Dataset records below:
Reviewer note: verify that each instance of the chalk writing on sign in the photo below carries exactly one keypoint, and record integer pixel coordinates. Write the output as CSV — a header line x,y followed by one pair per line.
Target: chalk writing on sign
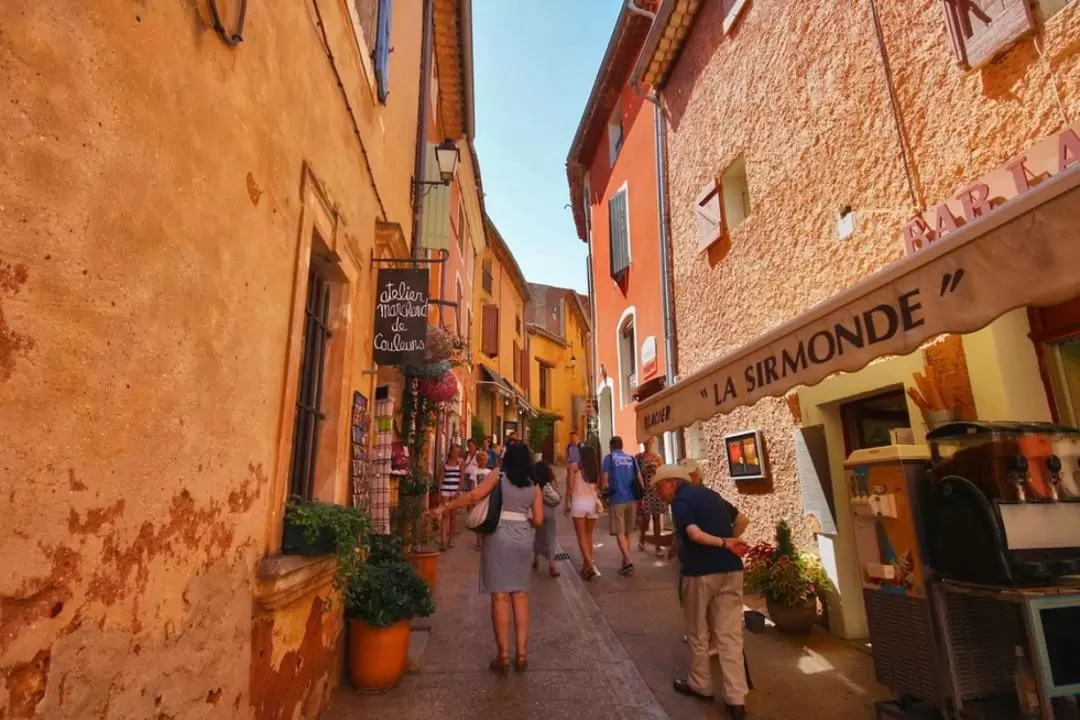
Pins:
x,y
401,316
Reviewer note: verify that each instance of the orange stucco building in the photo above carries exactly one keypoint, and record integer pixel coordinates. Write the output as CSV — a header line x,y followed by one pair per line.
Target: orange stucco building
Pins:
x,y
801,141
176,211
612,174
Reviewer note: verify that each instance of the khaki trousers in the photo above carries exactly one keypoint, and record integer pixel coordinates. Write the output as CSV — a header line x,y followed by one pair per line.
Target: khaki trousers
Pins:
x,y
714,602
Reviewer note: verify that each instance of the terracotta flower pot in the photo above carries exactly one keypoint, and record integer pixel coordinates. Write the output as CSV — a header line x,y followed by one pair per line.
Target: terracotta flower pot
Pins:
x,y
798,620
426,566
377,655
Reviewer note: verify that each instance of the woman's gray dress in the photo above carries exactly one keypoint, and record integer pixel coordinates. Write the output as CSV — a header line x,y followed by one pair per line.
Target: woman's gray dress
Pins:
x,y
505,558
544,545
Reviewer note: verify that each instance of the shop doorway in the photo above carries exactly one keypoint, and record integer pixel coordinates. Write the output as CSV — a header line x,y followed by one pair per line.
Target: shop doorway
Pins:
x,y
868,421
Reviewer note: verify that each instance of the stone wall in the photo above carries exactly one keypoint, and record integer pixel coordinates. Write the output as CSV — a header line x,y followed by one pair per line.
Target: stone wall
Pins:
x,y
800,91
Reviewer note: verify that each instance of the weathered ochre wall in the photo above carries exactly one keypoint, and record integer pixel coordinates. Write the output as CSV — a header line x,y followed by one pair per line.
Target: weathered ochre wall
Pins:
x,y
799,90
149,219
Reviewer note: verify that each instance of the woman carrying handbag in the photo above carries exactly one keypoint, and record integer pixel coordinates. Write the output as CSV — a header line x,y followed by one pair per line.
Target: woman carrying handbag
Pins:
x,y
507,553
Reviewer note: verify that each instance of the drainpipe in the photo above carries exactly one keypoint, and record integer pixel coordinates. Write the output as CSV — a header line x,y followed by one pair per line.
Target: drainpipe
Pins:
x,y
421,123
672,447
End of Dataset records.
- [What the task requires]
Using the records, report how many lines contain the word "gray", adding no other text.

- [Result of this exercise]
2